- Work to do -
Express the stretch of material from the line containing "In this picture, where can the brown" through the line containing "(1159, 369)" as a two-column CSV headed label_request and points. Give one row per request, with its text and its answer each in a single quoted field and line breaks turned into spaces.

★ ★ ★

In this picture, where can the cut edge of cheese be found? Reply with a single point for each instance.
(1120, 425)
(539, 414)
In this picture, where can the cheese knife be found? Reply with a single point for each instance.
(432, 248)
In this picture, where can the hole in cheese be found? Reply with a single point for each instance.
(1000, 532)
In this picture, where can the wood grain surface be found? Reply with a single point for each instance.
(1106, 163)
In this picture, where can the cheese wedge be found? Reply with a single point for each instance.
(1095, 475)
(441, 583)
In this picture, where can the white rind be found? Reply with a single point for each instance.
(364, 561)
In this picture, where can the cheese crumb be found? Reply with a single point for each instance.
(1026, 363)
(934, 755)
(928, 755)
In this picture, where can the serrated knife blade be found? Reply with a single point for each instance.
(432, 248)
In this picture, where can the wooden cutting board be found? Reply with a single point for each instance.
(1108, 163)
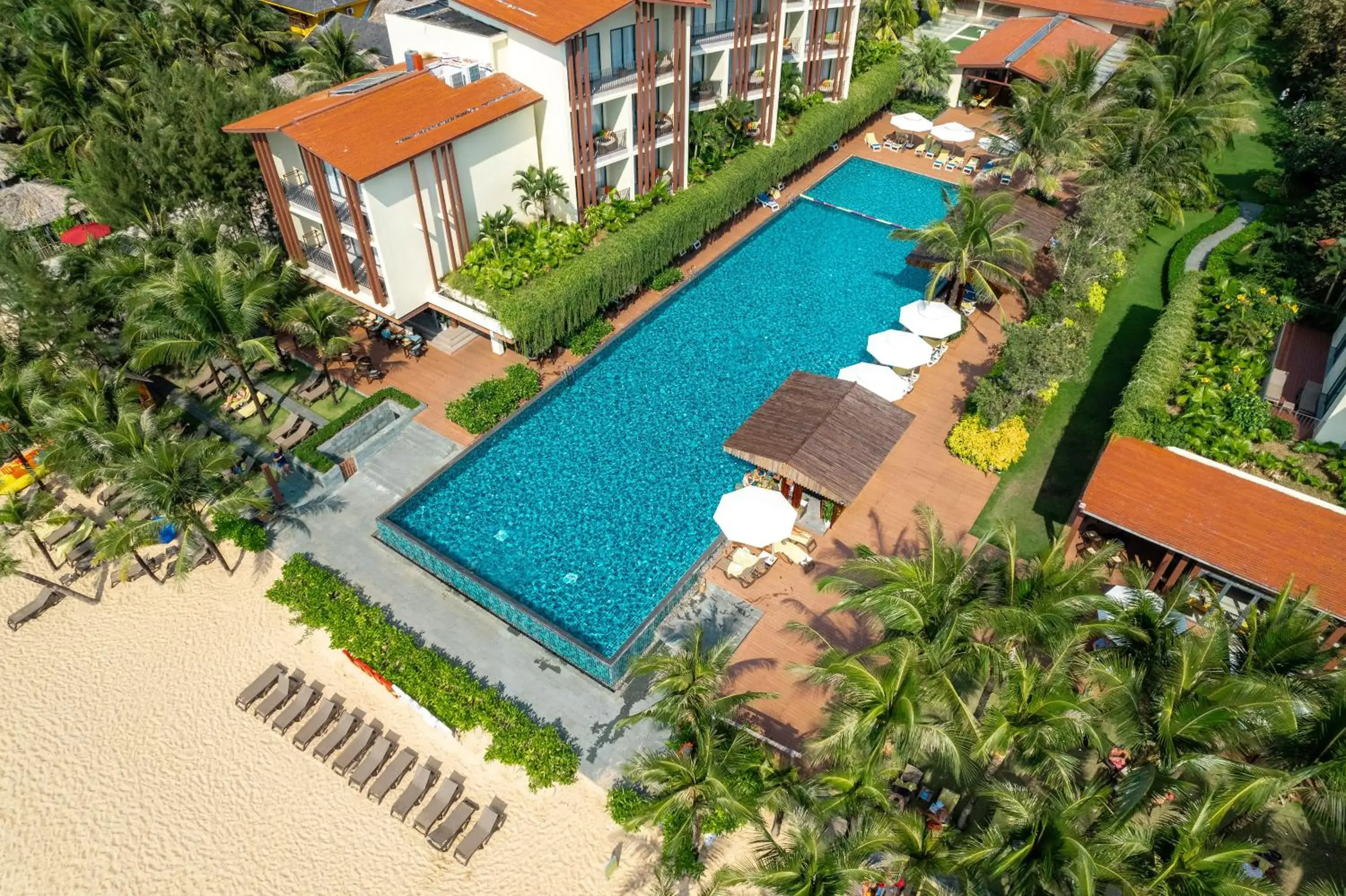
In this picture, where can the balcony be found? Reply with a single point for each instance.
(628, 76)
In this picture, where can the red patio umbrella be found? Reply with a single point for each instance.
(80, 235)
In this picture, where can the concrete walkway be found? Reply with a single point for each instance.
(1248, 213)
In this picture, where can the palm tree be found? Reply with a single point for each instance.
(333, 58)
(926, 68)
(182, 482)
(322, 322)
(538, 187)
(205, 309)
(971, 247)
(690, 684)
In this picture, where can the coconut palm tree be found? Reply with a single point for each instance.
(539, 187)
(690, 684)
(206, 307)
(971, 245)
(330, 60)
(322, 322)
(182, 482)
(926, 68)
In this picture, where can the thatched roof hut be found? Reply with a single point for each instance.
(827, 435)
(33, 204)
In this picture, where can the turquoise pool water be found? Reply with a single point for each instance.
(590, 505)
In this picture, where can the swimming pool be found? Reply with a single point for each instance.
(575, 518)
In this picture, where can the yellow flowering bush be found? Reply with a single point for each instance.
(986, 448)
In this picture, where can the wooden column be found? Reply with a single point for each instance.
(367, 248)
(279, 204)
(336, 245)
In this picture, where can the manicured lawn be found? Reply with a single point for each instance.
(1037, 494)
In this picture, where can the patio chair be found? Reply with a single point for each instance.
(392, 774)
(422, 782)
(295, 708)
(42, 603)
(438, 805)
(252, 692)
(354, 748)
(315, 724)
(457, 821)
(334, 738)
(488, 824)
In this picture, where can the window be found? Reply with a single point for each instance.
(624, 48)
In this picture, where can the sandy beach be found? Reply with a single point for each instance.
(128, 769)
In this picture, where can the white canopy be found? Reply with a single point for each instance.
(878, 380)
(900, 349)
(913, 122)
(756, 517)
(953, 132)
(933, 319)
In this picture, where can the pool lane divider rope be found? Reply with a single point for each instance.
(851, 212)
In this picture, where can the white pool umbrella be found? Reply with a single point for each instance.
(900, 349)
(913, 122)
(756, 517)
(933, 319)
(879, 380)
(953, 132)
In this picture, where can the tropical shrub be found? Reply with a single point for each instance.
(442, 685)
(988, 448)
(585, 341)
(490, 401)
(307, 450)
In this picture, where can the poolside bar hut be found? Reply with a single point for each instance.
(820, 435)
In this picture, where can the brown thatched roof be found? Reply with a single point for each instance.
(824, 434)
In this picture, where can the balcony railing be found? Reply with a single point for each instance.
(628, 76)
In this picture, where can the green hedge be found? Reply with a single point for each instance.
(443, 687)
(307, 450)
(550, 307)
(1178, 255)
(1159, 369)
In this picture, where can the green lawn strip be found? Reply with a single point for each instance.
(1038, 491)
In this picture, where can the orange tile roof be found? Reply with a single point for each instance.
(1127, 13)
(365, 134)
(555, 21)
(1224, 521)
(1025, 45)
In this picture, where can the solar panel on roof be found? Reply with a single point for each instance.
(365, 84)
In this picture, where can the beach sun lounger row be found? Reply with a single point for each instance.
(368, 754)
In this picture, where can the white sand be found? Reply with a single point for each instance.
(128, 769)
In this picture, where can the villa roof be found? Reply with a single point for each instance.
(555, 21)
(400, 116)
(1136, 14)
(824, 434)
(1221, 518)
(1025, 45)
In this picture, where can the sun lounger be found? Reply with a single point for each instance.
(354, 748)
(42, 603)
(457, 821)
(294, 709)
(336, 738)
(315, 724)
(438, 805)
(393, 773)
(303, 431)
(284, 689)
(488, 824)
(410, 800)
(372, 762)
(252, 692)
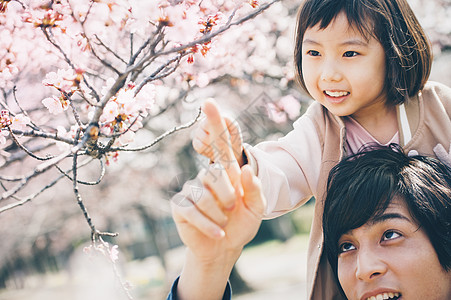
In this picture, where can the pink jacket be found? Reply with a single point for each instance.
(296, 167)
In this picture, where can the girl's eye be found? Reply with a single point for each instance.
(313, 53)
(350, 54)
(345, 247)
(390, 235)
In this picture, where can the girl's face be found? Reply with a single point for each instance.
(391, 257)
(343, 70)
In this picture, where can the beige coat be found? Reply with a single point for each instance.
(296, 166)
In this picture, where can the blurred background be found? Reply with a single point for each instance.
(42, 242)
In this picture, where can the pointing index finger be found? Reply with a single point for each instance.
(222, 145)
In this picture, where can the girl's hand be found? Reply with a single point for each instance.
(216, 221)
(216, 135)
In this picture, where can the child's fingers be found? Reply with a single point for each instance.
(254, 199)
(191, 216)
(222, 145)
(217, 181)
(235, 137)
(208, 206)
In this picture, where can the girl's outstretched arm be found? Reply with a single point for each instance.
(214, 235)
(217, 136)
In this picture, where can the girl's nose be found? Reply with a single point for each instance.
(369, 265)
(330, 72)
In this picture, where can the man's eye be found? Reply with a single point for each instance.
(313, 53)
(390, 235)
(350, 54)
(345, 247)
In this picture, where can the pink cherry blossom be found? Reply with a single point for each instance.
(3, 135)
(19, 122)
(110, 112)
(54, 105)
(114, 253)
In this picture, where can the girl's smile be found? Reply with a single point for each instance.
(344, 70)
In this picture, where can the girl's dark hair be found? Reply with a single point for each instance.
(361, 187)
(392, 23)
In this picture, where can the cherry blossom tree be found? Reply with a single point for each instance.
(81, 82)
(80, 78)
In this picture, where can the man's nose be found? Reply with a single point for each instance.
(369, 265)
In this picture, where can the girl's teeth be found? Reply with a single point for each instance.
(336, 94)
(384, 296)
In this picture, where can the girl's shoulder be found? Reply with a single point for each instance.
(437, 90)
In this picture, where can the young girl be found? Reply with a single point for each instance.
(366, 63)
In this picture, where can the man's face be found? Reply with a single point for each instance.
(391, 257)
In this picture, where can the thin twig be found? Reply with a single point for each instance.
(25, 149)
(164, 135)
(102, 172)
(207, 37)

★ ★ ★

- Output for this task -
label_request,points
"In this picture, where can the brown thatched roof be found? Reply with a single point for each instance.","(824, 434)"
"In this picture, where can the balcony railing be found? Reply with a single point for each instance.","(628, 76)"
"In this picture, where can the green hedge be found? Reply with a single point for each instance.","(443, 687) (307, 450) (550, 307) (1178, 255) (1159, 369)"